(ТЕКСТ ДЛЯ ЧТЕНИЯ):
┄┄┄┄┄┄
Правда, в спектакле есть один эпизод, который не вмещается ни в одну из этих стратегий, но, кажется, содержит в себе потенциальную альтернативу травме. Это эпизод — давший название всему спектаклю: «Как я съел собаку». Конечно, Гришковец играет с идиоматическим значением этого выражения: съесть собаку — натерпеться горя, намучиться, набраться опыта, как правило, не слишком приятного. В этом эпизоде Гришковец буквализирует идиому. Он рассказывает о двойной трансгрессии: о том, как во время службы он ел собаку (что в русской культуре равнозначно нарушению табу), пойманную, убитую и приготовленную отверженным среди отверженных — корейцем Колей И («И узбекам он был не свой, и русским — не земляк. Бедолага»), которого даже в увольнение до дембеля не пускали. Ел, чтобы оказать уважение «неприкасаемому» — что также трансгрессивно (армейско-флотские нравы ничем не отличаются от тюремных). Почему ел? Потому что почувствовал боль Другого (культурно и социально чужого), которому еще хуже, еще тяжелее, чем герою:
Все давай на него орать, давай, дескать, эту собаку за борт. А он не дает. Обижается. Ни в какую. Да так твердо. Потом мы видим: а он обиделся сильно. Уволок собаку куда-то, спрятал, и… ну, обиделся. Ночью сидит, плачет. Я… мол, успокойся, старик, плюнь ты. И понять надо — гадость же, собака эта. А он мне выкладывает, да горько так, что собаку он зарезал по всем правилам, что собака какая надо, что целый день он такую искал. И все это он сделал, чтобы нас обрадовать корейским блюдом… И опять заплакал. Обиделся сильно.
┄┄┄┄┄┄
(Записи данных)
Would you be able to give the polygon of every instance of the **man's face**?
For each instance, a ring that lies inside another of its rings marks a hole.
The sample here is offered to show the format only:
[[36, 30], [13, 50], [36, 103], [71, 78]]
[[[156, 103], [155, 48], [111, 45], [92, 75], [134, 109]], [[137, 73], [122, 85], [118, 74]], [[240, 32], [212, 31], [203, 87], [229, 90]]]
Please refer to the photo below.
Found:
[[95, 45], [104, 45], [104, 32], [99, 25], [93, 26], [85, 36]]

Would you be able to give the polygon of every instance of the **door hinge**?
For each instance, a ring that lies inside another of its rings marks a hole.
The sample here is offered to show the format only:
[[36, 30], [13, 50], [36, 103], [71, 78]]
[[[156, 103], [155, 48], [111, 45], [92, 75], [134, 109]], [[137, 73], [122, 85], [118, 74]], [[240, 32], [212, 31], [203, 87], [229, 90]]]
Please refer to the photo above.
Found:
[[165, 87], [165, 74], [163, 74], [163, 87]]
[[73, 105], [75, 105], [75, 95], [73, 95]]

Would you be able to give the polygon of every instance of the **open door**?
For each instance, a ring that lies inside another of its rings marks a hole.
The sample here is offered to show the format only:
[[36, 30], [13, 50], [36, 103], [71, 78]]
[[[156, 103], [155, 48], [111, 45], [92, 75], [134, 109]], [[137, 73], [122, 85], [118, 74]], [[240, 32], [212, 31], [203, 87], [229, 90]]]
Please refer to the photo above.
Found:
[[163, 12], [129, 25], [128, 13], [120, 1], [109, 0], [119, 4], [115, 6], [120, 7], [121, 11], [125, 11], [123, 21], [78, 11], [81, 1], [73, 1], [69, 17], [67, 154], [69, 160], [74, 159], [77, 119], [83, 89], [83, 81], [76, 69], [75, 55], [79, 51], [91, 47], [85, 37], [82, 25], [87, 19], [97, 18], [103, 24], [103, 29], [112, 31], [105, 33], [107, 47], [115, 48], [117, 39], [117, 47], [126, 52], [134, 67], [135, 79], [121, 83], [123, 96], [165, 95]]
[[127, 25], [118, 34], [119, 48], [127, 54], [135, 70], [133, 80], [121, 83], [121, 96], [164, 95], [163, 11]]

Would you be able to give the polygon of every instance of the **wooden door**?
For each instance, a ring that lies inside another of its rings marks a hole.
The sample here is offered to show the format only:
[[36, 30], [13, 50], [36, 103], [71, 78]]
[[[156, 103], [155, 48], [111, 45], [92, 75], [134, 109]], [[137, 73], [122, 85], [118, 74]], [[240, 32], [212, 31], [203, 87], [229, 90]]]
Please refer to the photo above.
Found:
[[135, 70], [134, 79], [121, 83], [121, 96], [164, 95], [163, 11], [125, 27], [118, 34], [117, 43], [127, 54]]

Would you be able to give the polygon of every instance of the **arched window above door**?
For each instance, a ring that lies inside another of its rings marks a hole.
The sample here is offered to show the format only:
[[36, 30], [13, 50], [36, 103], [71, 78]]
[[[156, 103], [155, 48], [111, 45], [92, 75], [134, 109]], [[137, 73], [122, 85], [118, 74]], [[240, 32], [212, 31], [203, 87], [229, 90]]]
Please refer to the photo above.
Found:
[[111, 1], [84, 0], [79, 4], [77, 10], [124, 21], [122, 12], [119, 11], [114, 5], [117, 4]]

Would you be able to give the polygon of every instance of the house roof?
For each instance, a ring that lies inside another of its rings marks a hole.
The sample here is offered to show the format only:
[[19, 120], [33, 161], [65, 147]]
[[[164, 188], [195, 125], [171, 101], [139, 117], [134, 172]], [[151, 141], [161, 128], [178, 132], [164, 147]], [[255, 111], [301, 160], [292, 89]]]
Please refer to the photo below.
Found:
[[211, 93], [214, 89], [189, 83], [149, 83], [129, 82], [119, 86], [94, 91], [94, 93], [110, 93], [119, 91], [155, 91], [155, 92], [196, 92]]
┄┄┄┄┄┄
(КРАТКОЕ ЗАДАНИЕ 1): Выведите без изменений строки перечня данных начиная со строки, содержащей «the house roof?», и до конца перечня включительно.
(КРАТКОЕ ЗАДАНИЕ 2): Подхватите отрывок о спектакле «Как я съел собаку» и продолжите его, начиная сразу после последнего приведенного предложения.
Отрывок о спектакле «Как я съел собаку» и перечень данных представляют собой два самостоятельных, не связанных между собой материала.

(ОТВЕТ НА ЗАДАНИЕ 1):
Would you be able to give the polygon of every instance of the house roof?
For each instance, a ring that lies inside another of its rings marks a hole.
The sample here is offered to show the format only:
[[19, 120], [33, 161], [65, 147]]
[[[164, 188], [195, 125], [171, 101], [139, 117], [134, 172]], [[151, 141], [161, 128], [178, 132], [164, 147]], [[255, 111], [301, 160], [292, 89]]]
Please refer to the photo below.
Found:
[[211, 93], [214, 89], [189, 83], [149, 83], [129, 82], [119, 86], [94, 91], [94, 93], [110, 93], [119, 91], [155, 91], [155, 92], [196, 92]]

(ОТВЕТ НА ЗАДАНИЕ 2):
Но Гришковец не ограничивается жестом трансгрессивного сострадания Другому — это было бы слишком банально. Его герой неожиданно для себя испытывает удовольствие оттого, что он ест собаку:
Я ел, ел, думал, понимал, что внутри меня, в желудке, уже находится кусок этого доверчивого и беззащитного существа, которое, наверное, перевернулось на спину, когда Коля подманил его, и виляло хвостом… Ел, пытался ощутить бунт в себе, а мне… было вкусно. Коля вкусно приготовил. Я думал, до последнего, что не смогу есть, а смог. И с аппетитом. А раньше не смог бы… Раньше… То есть один человек думал, другой — ел (курсив наш. — Авт.). Тот, который ел, был более… современным… то есть лучше совпадал со временем. Тем временем — флотским. Моим флотским временем.
В этом удовольствии от собаки, поедаемой ночью вместе с корейцем Колей и узбеком-коком, — странном, трансгрессивном удовольствии от горя, от превращения себя (того, который был в детстве и больше не существует) в homo sacer, в голого человека на голой земле, в сущности такого же Другого — проступает ритуальный смысл. О. М. Фрейденберг писала о метафорах еды в мифологической культуре как об эквиваленте смерти («акт смерти и акт еды все время встает перед нами в виде устойчивого и непреодолимого омонима»[27]), но также и нового рождения и творения мира: «Еда — центральный акт в жизни общества — осмысляется космогонически; в акте еды космос (= тотем, общество) исчезает и появляется»[28]. Здесь, в этом эпизоде спектакля Гришковца, действительно намечается возможность — но не новой космогонии, а новой экзистенции, погружение в которую доставляет субъекту удовольствие и формирует новое, другое Я. Здесь обнаруживается, что Реальное, лишенное связи с символическим и воображаемым, Реальное как отрицание неба и дома, это страшное травматическое зияние тоже, оказывается, способно быть источником экзистенциальной радости — а значит, сопоставимо с детством как «родиной» Я.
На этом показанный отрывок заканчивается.